- _Exercise_: Could you change "plate" to "dish" in the records, starting at the line containing "Get the bounding box for black and" and ending at the line containing "10;9;345;342", keeping everything else the same and leaving out the pictures?

# Start of Material shown

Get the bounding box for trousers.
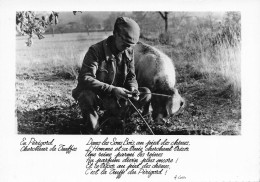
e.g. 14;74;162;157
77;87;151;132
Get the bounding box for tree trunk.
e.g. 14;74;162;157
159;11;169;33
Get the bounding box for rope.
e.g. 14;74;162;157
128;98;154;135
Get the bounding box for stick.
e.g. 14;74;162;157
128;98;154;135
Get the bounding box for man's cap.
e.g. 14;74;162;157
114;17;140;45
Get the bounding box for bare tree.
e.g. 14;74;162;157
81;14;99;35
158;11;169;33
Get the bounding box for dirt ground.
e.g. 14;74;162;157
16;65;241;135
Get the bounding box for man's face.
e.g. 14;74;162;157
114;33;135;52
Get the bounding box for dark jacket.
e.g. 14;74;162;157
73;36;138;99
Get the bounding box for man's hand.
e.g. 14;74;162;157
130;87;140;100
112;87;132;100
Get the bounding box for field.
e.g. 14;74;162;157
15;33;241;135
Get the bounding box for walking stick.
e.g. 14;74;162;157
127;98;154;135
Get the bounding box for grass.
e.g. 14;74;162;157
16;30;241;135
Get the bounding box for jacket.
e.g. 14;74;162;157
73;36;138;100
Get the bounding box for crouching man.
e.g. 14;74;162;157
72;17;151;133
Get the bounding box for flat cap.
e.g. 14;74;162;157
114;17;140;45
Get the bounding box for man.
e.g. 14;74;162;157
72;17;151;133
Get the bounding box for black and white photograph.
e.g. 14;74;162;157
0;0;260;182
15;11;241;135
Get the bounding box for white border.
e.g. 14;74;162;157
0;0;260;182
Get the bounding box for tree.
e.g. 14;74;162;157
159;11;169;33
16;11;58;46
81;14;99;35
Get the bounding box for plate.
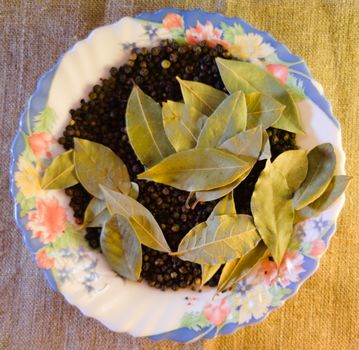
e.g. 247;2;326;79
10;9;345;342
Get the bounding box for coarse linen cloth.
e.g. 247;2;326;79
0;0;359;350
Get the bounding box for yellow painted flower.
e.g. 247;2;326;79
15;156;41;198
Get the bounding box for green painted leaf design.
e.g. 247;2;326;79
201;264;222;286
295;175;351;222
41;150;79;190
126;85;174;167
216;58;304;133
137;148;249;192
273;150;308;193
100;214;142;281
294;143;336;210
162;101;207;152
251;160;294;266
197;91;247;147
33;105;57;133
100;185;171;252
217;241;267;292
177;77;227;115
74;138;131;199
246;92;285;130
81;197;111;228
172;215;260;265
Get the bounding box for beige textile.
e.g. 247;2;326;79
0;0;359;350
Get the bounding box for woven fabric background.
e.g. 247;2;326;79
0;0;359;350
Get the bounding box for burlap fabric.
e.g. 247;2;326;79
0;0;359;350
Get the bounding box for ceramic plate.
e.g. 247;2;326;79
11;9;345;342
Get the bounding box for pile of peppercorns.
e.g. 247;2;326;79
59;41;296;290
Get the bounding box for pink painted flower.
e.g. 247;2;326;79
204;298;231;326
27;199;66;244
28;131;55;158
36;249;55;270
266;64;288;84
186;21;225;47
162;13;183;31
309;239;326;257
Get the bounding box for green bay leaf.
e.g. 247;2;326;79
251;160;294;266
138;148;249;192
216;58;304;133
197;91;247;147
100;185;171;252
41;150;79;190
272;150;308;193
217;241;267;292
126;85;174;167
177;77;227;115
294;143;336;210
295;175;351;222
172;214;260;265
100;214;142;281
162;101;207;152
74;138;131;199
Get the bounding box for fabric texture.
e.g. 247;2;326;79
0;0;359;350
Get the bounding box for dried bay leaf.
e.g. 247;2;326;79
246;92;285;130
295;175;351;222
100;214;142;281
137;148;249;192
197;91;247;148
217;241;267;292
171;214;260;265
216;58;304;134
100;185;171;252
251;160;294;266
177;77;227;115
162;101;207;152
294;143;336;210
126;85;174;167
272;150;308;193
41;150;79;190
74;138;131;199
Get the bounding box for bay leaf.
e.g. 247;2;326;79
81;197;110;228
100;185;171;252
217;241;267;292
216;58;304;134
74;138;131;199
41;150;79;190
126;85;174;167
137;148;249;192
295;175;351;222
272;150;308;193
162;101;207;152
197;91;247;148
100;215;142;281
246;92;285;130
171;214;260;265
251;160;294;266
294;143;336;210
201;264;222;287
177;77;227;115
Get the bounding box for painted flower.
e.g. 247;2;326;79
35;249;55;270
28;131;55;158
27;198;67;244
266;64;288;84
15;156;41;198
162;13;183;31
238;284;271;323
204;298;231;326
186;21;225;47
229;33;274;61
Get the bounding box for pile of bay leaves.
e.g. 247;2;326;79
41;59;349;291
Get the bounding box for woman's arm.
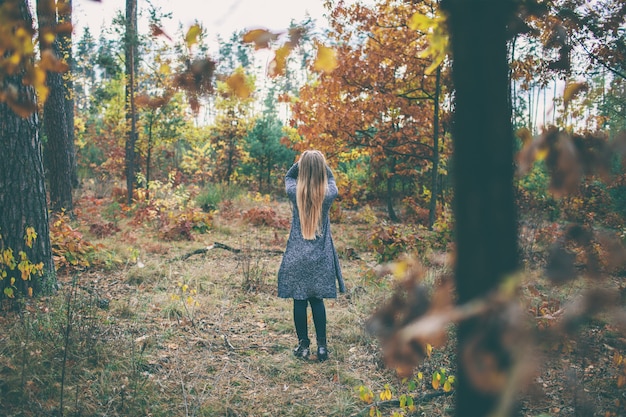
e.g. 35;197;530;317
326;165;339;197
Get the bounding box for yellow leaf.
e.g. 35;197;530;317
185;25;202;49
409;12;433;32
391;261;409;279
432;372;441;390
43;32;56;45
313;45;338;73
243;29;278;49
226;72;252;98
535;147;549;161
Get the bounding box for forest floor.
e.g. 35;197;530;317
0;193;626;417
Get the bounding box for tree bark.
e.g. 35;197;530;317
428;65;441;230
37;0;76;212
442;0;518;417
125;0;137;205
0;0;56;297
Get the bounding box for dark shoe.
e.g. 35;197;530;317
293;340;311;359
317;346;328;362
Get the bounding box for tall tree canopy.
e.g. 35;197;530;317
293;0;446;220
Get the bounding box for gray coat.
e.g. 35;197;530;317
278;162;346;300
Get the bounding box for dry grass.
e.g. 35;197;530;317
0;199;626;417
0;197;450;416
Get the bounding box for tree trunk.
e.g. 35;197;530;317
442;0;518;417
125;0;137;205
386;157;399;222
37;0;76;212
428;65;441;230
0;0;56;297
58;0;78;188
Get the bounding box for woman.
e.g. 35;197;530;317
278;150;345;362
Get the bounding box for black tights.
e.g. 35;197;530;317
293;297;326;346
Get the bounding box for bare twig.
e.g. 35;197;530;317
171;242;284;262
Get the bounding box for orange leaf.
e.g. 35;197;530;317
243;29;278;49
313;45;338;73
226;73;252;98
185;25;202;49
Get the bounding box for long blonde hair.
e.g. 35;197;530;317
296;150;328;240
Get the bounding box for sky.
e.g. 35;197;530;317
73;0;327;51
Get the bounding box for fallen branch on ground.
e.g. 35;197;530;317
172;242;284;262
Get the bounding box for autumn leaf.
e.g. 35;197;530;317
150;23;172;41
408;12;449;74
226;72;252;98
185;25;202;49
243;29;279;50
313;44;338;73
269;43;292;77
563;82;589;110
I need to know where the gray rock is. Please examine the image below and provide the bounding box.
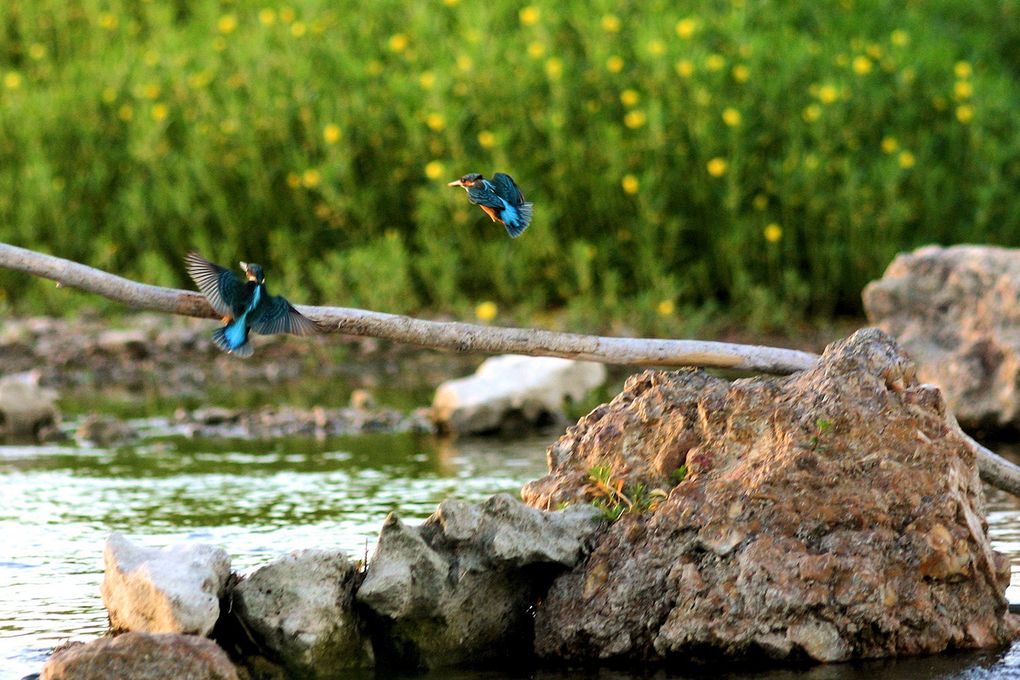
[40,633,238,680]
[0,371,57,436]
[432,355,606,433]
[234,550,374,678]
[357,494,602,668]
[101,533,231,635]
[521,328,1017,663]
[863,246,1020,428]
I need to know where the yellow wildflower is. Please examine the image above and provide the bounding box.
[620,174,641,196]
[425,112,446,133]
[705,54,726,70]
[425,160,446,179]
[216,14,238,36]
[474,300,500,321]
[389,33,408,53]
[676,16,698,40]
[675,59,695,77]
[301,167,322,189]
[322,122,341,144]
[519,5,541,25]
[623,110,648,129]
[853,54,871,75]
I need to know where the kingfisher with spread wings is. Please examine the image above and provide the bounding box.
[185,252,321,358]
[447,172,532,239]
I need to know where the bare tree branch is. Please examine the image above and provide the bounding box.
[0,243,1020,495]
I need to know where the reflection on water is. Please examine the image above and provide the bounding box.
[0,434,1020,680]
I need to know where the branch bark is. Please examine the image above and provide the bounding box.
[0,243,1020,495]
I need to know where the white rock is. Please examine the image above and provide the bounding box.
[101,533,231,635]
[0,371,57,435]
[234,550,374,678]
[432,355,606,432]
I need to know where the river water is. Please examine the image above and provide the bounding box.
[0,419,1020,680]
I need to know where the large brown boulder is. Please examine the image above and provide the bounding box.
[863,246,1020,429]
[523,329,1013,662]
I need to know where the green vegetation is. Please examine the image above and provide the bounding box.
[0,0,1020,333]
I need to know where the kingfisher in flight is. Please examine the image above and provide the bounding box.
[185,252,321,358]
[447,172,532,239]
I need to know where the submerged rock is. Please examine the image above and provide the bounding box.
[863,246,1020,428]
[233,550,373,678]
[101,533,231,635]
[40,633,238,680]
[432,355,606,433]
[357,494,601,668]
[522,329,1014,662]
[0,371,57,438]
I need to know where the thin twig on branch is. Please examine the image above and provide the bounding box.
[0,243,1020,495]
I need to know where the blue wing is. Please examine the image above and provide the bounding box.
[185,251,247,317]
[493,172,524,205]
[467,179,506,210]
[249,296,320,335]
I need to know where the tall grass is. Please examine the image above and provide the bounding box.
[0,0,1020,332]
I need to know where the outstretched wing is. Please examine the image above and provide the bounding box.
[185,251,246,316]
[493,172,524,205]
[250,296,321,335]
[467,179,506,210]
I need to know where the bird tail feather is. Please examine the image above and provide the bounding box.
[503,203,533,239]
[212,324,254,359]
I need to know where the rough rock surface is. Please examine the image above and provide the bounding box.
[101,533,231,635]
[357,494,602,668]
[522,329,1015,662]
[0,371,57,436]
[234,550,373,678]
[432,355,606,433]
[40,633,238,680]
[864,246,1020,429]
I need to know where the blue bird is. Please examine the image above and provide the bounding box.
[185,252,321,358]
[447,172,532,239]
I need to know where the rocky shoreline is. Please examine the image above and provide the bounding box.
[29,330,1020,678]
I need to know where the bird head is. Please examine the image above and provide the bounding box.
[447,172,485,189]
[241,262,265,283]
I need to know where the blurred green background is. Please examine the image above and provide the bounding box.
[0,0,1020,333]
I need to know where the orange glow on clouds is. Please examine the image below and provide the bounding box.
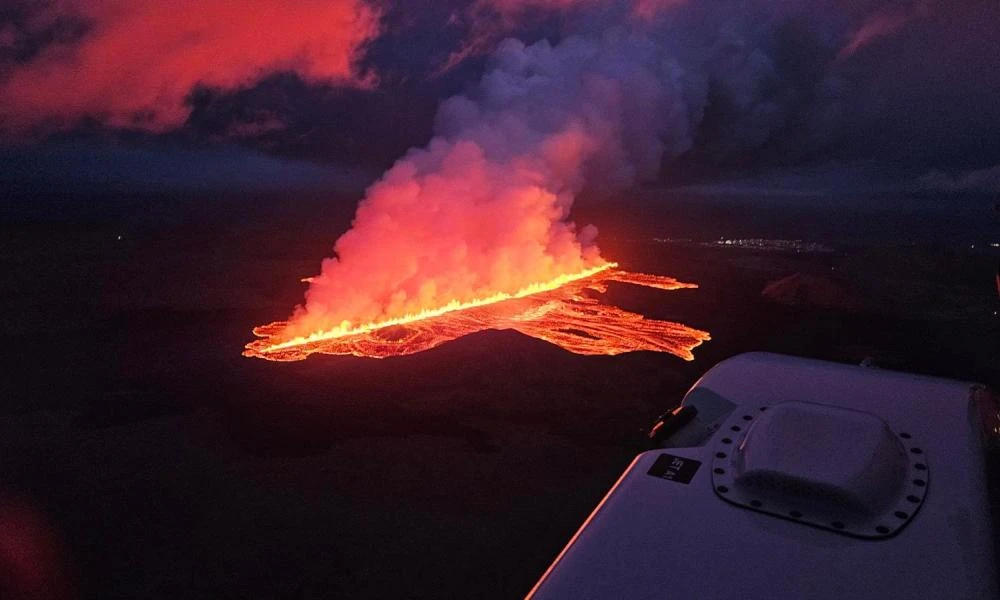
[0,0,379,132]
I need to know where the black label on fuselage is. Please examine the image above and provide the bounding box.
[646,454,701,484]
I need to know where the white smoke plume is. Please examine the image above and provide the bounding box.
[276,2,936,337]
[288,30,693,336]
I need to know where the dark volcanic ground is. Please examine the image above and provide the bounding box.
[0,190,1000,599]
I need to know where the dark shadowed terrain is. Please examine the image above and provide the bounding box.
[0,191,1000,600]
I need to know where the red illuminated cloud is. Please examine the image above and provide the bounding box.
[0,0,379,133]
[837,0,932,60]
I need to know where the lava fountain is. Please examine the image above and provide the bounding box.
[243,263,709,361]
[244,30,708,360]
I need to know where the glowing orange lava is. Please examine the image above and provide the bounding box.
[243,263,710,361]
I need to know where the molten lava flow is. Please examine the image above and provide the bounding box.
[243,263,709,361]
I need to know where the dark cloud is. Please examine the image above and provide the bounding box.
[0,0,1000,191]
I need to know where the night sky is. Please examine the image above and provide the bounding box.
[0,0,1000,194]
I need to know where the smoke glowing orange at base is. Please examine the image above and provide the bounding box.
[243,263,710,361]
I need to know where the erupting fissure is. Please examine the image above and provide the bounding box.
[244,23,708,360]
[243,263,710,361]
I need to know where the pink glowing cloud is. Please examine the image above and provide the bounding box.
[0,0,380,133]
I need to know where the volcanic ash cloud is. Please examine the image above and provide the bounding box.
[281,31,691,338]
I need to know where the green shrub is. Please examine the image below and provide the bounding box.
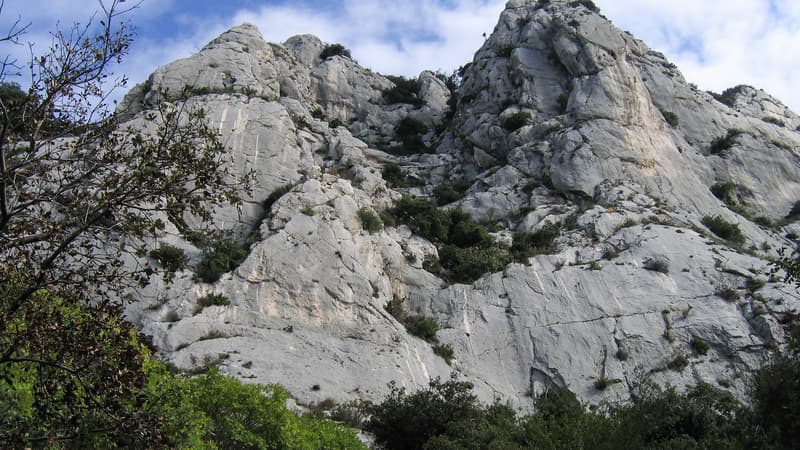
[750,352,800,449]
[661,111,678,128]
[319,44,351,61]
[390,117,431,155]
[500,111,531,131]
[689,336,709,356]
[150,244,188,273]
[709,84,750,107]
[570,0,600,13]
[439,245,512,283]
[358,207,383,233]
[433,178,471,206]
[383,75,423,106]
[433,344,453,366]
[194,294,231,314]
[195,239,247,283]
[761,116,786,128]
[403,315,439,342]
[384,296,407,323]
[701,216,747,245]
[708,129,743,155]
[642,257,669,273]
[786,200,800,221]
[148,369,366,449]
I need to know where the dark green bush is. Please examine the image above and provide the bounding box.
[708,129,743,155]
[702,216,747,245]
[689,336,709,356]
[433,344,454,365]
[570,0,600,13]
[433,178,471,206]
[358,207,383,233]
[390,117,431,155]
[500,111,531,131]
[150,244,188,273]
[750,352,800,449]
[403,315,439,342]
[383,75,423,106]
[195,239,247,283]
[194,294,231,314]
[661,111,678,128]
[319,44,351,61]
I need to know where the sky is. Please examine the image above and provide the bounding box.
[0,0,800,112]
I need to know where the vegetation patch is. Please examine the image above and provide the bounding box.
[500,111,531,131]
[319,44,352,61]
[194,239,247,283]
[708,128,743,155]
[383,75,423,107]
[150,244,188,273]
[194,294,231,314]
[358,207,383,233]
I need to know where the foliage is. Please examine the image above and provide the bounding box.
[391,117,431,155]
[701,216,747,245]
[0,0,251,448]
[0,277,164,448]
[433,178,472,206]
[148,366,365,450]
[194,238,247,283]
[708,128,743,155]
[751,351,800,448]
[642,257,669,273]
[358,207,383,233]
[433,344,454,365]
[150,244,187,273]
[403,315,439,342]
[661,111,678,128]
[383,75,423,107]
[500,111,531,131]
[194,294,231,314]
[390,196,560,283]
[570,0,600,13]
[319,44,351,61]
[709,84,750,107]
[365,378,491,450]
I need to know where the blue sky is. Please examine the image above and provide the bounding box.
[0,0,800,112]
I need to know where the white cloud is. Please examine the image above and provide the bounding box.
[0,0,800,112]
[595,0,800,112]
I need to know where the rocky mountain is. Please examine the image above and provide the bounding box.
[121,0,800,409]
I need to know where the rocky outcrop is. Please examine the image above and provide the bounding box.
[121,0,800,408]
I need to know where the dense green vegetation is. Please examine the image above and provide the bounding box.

# End of Material shown

- _The output_:
Get the bounding box for black and white photograph.
e.g. 14;74;162;157
0;0;260;182
15;11;241;135
Get the bounding box for white border.
e.g. 14;74;162;157
0;0;260;182
Get the bounding box for tree.
e.g. 14;74;162;157
159;11;169;33
16;11;58;46
81;14;99;35
Get the bounding box for dish.
e.g. 247;2;326;79
10;9;345;342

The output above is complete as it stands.